Documento:
⁂
O Real Digital ou o Drex é a moeda digital brasileira que está sendo desenvolvida pelo Banco Central desde agosto de 2020, durante o governo do ex-presidente Jair Bolsonaro (PL). Além de ser regulado e emitido pela autoridade monetária, o Drex terá o mesmo valor e aceitação do real tradicional, assim como as mesmas garantias de segurança, segundo o BC.
Alguns representantes da direita, no entanto, têm defendido que o Drex pode vir a servir como um instrumento de “vigilância estatal” e “censura e controle social”. Outras preocupações são a possível extinção do papel-moeda (“dinheiro vivo”), a segurança cibernética e a exclusão de parcelas da população com pouco conhecimento tecnológico e acesso limitado à internet.
A deputada Júlia Zanatta (PL-SC) é uma das representantes da direita que tem se posicionado contra o Drex e a favor da liberdade econômica da população. Segundo a parlamentar, o Drex é “controle social”. “Uma moeda digital centralizada e controlada pelo Banco Central que pode e será usada para impor restrições ao cidadão brasileiro”, afirmou recentemente.
Em agosto deste ano, a deputada protocolou na mesa da Câmara dos Deputados o Projeto de Lei 3341/2024, que proíbe a extinção do papel-moeda em substituição à moeda digital.
Outra iniciativa em andamento da parlamentar é a tentativa de protocolar uma proposta de emenda à Constituição (PEC) para que tanto a implementação do Drex quanto uma eventual extinção do papel-moeda só possam ocorrer após aprovação de maioria qualificada do Congresso Nacional, ou seja, 60% votos dos membros de cada Casa, em dois turnos de discussão e votação.
⁂
Tarefa A:
Transcreva fielmente o trecho do texto sobre o Drex que vai de "A deputada Júlia" até "discussão e votação.", incluindo ambos.
Tarefa B:
De acordo com o texto sobre o Drex, desde quando o Banco Central desenvolve a moeda digital brasileira?
⁂
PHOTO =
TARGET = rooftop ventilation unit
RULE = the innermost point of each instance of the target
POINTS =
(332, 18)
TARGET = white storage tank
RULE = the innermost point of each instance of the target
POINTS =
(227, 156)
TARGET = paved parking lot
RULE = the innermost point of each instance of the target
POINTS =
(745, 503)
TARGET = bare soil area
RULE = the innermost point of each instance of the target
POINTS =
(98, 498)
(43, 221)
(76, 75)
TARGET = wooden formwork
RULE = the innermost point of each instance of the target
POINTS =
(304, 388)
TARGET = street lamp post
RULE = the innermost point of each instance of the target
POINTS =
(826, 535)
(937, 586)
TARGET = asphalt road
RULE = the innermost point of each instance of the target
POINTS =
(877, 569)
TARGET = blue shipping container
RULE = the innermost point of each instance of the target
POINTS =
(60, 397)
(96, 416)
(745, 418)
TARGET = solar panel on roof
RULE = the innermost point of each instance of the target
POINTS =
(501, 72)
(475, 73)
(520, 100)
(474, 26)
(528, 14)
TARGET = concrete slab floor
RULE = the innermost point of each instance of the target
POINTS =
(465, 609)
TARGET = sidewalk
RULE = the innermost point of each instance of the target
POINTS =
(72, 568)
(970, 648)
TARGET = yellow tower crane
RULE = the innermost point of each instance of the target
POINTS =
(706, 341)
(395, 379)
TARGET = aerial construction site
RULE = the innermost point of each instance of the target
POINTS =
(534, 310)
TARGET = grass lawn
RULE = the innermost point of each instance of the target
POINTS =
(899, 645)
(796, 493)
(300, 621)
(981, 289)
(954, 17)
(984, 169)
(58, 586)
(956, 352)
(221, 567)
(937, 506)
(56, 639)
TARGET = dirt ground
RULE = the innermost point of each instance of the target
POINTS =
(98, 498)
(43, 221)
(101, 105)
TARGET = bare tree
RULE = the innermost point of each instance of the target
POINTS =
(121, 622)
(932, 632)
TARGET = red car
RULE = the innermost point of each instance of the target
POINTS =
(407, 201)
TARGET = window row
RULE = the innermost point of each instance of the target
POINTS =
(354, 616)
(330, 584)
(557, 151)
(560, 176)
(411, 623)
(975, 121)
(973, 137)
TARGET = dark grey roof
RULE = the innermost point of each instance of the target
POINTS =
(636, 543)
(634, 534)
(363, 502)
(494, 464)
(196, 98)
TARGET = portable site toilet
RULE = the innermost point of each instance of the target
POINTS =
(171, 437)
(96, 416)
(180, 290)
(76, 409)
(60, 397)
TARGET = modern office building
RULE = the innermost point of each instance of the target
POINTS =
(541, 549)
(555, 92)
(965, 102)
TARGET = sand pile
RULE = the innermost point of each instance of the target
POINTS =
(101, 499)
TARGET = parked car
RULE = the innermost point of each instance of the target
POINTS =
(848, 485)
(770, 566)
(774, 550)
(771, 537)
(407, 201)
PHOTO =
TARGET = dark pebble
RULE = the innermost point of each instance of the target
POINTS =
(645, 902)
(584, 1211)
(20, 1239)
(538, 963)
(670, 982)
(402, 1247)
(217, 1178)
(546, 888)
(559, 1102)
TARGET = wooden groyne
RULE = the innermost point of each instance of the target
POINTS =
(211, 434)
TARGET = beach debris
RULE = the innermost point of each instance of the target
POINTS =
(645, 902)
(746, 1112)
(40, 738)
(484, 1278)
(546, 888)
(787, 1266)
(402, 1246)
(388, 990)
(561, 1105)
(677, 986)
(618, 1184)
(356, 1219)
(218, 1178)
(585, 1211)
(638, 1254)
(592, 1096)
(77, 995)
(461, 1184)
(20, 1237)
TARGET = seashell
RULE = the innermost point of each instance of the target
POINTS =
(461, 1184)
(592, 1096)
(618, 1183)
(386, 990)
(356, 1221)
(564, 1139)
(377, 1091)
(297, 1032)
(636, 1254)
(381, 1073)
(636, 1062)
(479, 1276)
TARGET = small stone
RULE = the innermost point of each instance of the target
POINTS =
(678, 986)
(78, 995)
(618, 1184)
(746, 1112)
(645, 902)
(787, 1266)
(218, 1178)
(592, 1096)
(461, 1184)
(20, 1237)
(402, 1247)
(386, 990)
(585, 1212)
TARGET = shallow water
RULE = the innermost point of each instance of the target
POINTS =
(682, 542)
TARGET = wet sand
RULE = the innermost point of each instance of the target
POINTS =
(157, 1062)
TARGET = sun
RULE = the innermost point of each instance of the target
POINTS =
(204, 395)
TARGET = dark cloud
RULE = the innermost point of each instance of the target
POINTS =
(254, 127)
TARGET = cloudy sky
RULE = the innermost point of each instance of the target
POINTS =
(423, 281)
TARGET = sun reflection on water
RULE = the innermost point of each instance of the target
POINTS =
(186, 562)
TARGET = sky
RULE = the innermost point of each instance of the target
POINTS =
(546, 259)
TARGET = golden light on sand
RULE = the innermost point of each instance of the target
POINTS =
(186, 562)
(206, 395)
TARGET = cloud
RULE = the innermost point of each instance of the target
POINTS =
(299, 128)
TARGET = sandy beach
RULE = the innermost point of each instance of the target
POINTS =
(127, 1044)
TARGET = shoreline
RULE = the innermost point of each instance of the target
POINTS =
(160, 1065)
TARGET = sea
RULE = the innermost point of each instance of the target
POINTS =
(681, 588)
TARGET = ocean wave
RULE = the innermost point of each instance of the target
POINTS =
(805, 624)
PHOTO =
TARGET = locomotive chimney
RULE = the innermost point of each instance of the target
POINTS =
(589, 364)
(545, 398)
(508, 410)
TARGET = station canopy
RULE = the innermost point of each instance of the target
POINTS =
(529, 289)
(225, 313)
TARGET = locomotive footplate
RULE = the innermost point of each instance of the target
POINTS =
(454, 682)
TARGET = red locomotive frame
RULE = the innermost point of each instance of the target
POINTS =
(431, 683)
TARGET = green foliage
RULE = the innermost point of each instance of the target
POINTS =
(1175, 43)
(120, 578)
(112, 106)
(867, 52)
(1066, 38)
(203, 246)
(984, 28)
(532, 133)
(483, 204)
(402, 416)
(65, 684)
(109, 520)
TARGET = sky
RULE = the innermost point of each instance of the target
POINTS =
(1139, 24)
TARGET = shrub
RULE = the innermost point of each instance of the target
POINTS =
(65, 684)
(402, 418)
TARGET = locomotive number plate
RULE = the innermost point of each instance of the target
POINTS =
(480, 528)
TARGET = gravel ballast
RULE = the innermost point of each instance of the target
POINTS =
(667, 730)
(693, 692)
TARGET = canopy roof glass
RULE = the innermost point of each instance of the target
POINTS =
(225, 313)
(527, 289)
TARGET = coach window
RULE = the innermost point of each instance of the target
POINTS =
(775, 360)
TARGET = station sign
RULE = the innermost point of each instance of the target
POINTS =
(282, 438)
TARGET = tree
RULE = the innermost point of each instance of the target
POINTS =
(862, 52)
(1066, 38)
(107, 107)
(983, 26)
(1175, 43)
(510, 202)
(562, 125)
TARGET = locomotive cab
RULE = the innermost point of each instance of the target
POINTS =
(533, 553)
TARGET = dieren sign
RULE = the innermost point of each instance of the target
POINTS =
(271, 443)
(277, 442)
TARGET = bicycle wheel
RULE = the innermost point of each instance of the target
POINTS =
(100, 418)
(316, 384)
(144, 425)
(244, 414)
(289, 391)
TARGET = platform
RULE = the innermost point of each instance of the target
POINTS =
⁂
Resposta A:
A deputada Júlia Zanatta (PL-SC) é uma das representantes da direita que tem se posicionado contra o Drex e a favor da liberdade econômica da população. Segundo a parlamentar, o Drex é “controle social”. “Uma moeda digital centralizada e controlada pelo Banco Central que pode e será usada para impor restrições ao cidadão brasileiro”, afirmou recentemente.
Em agosto deste ano, a deputada protocolou na mesa da Câmara dos Deputados o Projeto de Lei 3341/2024, que proíbe a extinção do papel-moeda em substituição à moeda digital.
Outra iniciativa em andamento da parlamentar é a tentativa de protocolar uma proposta de emenda à Constituição (PEC) para que tanto a implementação do Drex quanto uma eventual extinção do papel-moeda só possam ocorrer após aprovação de maioria qualificada do Congresso Nacional, ou seja, 60% votos dos membros de cada Casa, em dois turnos de discussão e votação.

Resposta B:
Desde agosto de 2020.